-- Problem --
An identical copy of the records below is the expected result.

-- Information --

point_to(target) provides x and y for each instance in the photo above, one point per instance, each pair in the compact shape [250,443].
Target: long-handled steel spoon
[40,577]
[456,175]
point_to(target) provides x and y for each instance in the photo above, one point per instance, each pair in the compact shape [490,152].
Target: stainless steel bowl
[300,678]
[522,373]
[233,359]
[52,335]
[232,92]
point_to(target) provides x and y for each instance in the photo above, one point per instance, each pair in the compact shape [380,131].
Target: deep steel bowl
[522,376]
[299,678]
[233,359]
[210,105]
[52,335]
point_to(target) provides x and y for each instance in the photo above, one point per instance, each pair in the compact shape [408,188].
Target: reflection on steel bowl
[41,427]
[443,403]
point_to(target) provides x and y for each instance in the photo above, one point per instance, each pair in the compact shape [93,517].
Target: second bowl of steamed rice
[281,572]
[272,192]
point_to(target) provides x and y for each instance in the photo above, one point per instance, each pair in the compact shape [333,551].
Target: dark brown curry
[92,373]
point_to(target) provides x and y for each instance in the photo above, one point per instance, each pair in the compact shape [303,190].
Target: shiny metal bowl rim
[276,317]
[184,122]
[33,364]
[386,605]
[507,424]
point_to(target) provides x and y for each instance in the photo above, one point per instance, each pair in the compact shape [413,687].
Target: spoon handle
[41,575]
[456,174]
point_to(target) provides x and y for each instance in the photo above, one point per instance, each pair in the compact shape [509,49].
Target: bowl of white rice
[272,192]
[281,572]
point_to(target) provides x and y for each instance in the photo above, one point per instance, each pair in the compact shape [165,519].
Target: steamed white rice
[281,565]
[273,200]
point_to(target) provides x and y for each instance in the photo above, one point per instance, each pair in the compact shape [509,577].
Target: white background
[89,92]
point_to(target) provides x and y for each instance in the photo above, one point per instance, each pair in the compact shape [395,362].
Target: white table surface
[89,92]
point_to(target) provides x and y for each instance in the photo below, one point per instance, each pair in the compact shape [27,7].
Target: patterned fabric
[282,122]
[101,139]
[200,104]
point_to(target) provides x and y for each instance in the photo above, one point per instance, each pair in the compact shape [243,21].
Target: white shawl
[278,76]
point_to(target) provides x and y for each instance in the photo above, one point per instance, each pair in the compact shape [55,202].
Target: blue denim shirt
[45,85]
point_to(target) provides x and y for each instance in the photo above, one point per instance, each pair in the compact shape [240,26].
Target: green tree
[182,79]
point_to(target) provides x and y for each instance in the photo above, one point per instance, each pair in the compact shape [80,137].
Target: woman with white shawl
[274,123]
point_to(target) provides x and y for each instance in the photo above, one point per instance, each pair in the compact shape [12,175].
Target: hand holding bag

-- Solution --
point_to(target) provides x and y for each instance in the photo above, one point per instance, each pair in the compact shape [250,443].
Target: long-handled steel spoon
[40,577]
[456,175]
point_to(target) provides x and y for each instance in the photo above, one point per instance, each pair in the compact shape [490,152].
Target: stainless steel bowl
[300,678]
[522,373]
[233,359]
[52,335]
[232,92]
point_to(target) provides x and y for each instance in the photo above, one point per instance, each pair in the compact shape [380,131].
Target: deep steel bowl
[522,376]
[299,678]
[233,359]
[210,105]
[52,335]
point_to(target) provides x and y for each instance in the photo above, one point per instance, each pair in the compact shape [408,188].
Target: reflection on steel bowl
[41,427]
[443,403]
point_to(target) provides x and y for each instance in the photo above, one point per instance, each pair in the compact shape [93,517].
Target: second bowl of steamed rice
[281,572]
[272,192]
point_to(target) provides x and y for each instance in the photo above, one point per instance, each pair in the compact shape [333,551].
Target: dark brown curry
[92,373]
point_to(target) provides x and y for each instance in the photo above, one point per instance, each pair in the compact shape [303,190].
Target: shiny metal bowl rim
[276,317]
[184,122]
[33,364]
[386,605]
[507,424]
point_to(target) provides x and y for each instance in the photo above, one point per instance, each pair in the compact shape [413,687].
Target: spoon handle
[41,575]
[456,174]
point_to(target) provides x and y for each instance in the photo above, one point per instance, each pair in the compact shape [509,49].
Target: bowl of white rice
[272,192]
[281,572]
point_to(target) provides x and y for each instance in the photo above, one point per instance, each pair in the compact shape [165,519].
Target: steamed white rice
[281,565]
[273,200]
point_to(target) provides x and y for each instance in the photo above, one point per instance, each pair in the compact shape [509,577].
Target: white background
[89,92]
point_to(target) provides x and y for each instance in the photo above, one point per instance, each pair in the compact shape [395,362].
Target: white table surface
[89,92]
point_to(target) provides x and y for each instance in the photo below, one point per instance, each pair in the compact shape [27,7].
Target: patterned fabric
[282,122]
[101,139]
[200,104]
point_to(target) provides x and y for each instance in the photo above, one point per instance, each pair in the compact shape [243,21].
Target: white shawl
[278,76]
point_to(target) provides x and y for each instance in the photo above, one point per instance, each pair in the compact shape [55,202].
Target: blue denim shirt
[45,85]
point_to(target) provides x and y for each instance in the photo above, one point per instance, each pair in the compact shape [240,26].
Target: green tree
[182,79]
point_to(target) provides x and y for each instance in the photo above, one point per instance, each pair in the compact shape [80,137].
Target: woman with white shawl
[274,123]
point_to(target) provides x and y for each instance in the photo above, one point per instance, each pair in the compact shape [12,175].
Target: hand holding bag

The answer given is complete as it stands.